## HOW TO COMPLETE THIS TASK
The whole listing, please: repeat it exactly, with the pictures left out.

## ENTRIES SHOWN
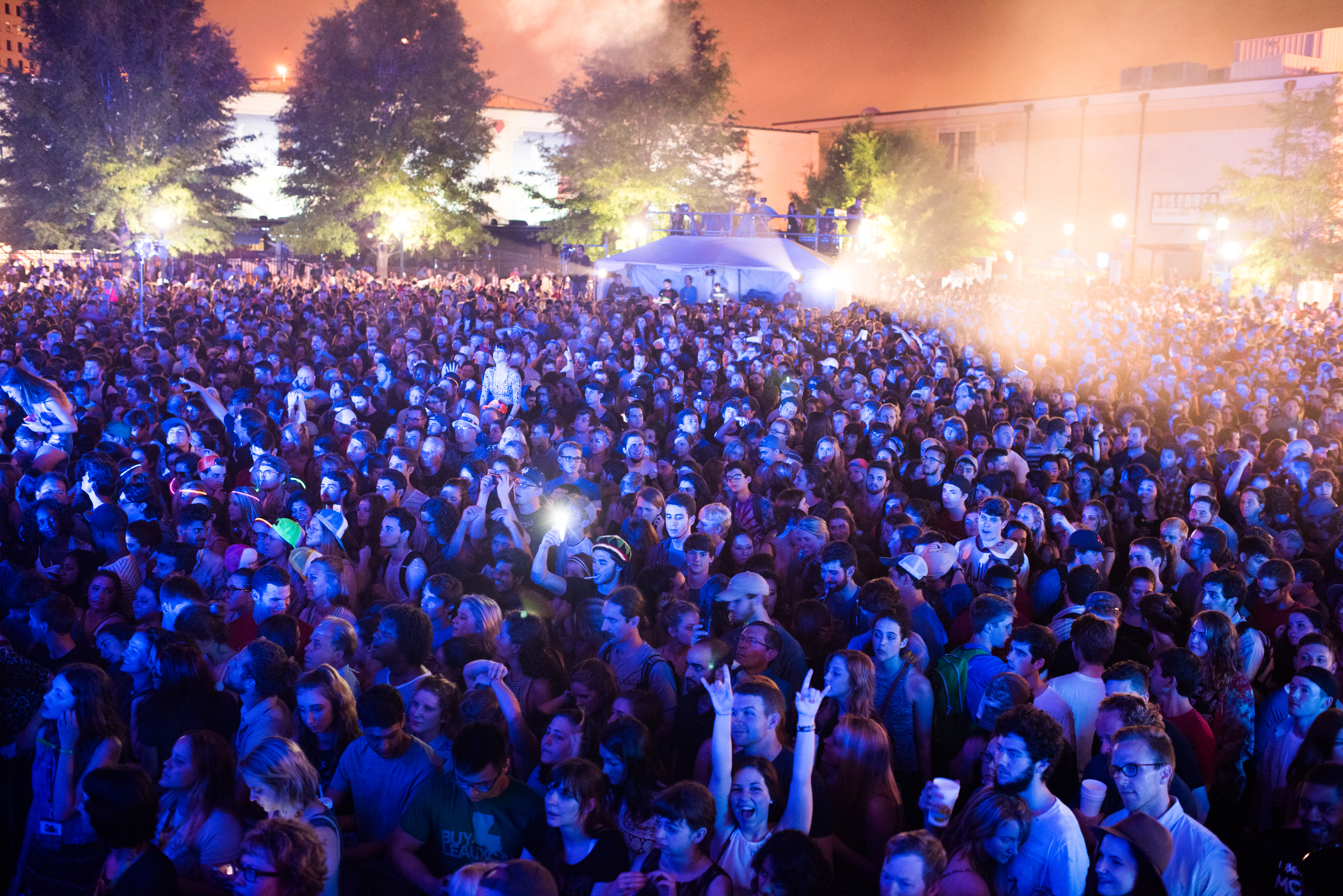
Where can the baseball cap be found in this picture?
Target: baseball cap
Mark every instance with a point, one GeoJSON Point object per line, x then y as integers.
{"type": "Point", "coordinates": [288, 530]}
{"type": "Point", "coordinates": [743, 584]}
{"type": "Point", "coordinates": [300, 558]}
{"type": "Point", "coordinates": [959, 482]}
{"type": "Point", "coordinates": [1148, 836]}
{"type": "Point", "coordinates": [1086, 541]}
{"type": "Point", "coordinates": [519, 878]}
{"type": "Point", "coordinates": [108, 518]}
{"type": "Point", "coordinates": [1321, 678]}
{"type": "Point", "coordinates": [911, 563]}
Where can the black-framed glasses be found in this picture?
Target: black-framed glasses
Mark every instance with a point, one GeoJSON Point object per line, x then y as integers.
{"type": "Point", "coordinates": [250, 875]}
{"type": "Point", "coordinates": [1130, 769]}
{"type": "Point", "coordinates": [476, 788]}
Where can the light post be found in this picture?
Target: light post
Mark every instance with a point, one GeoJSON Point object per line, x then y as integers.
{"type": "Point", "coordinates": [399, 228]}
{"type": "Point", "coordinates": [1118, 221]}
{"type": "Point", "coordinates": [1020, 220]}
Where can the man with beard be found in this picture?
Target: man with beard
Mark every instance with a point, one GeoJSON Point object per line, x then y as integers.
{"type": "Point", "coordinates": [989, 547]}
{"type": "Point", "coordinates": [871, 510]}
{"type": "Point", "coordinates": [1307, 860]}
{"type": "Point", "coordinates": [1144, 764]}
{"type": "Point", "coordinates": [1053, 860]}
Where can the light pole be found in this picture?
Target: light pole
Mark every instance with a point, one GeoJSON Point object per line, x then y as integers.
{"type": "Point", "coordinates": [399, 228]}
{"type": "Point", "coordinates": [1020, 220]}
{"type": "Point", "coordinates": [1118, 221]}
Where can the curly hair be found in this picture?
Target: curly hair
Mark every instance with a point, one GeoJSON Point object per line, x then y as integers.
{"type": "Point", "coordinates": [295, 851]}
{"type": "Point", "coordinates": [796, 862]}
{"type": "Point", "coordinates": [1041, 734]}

## SOLUTION TO THIS PROBLEM
Where can the baseball cap be found in this picture?
Target: baseball cap
Mark every instance with a point, one GeoJSON Point object per line, x then y as integers.
{"type": "Point", "coordinates": [288, 530]}
{"type": "Point", "coordinates": [743, 584]}
{"type": "Point", "coordinates": [300, 558]}
{"type": "Point", "coordinates": [959, 482]}
{"type": "Point", "coordinates": [1148, 836]}
{"type": "Point", "coordinates": [1086, 541]}
{"type": "Point", "coordinates": [519, 878]}
{"type": "Point", "coordinates": [108, 518]}
{"type": "Point", "coordinates": [1321, 678]}
{"type": "Point", "coordinates": [911, 563]}
Where can the black-framed glasses be found in this picture?
Target: black-framed glasses
Mark every instance with a point, one GeoJSON Point object per line, x then y as integers.
{"type": "Point", "coordinates": [250, 875]}
{"type": "Point", "coordinates": [1130, 769]}
{"type": "Point", "coordinates": [476, 788]}
Where can the light post be found in this picture?
Target: light post
Mark every instance with a point, one GeoJSON Point object per line, x then y as integers.
{"type": "Point", "coordinates": [399, 228]}
{"type": "Point", "coordinates": [1118, 221]}
{"type": "Point", "coordinates": [1020, 220]}
Where can the man with beard be found in this picture?
Target: man with beard
Mark every instance with a point, one GeoJSON Point object per line, x then y as integers.
{"type": "Point", "coordinates": [989, 547]}
{"type": "Point", "coordinates": [871, 510]}
{"type": "Point", "coordinates": [1307, 860]}
{"type": "Point", "coordinates": [1144, 764]}
{"type": "Point", "coordinates": [1053, 860]}
Where can the light pole be found in this picture?
Target: light pole
Mark every instance with a point, one GeoJSON Point object per line, x then y as integers.
{"type": "Point", "coordinates": [399, 228]}
{"type": "Point", "coordinates": [1020, 220]}
{"type": "Point", "coordinates": [1118, 221]}
Where can the curly hair be found in this picture?
Target: curly hair
Mark every instance with a point, one GeoJSON Point object per line, x then y as integers.
{"type": "Point", "coordinates": [295, 851]}
{"type": "Point", "coordinates": [796, 862]}
{"type": "Point", "coordinates": [1041, 734]}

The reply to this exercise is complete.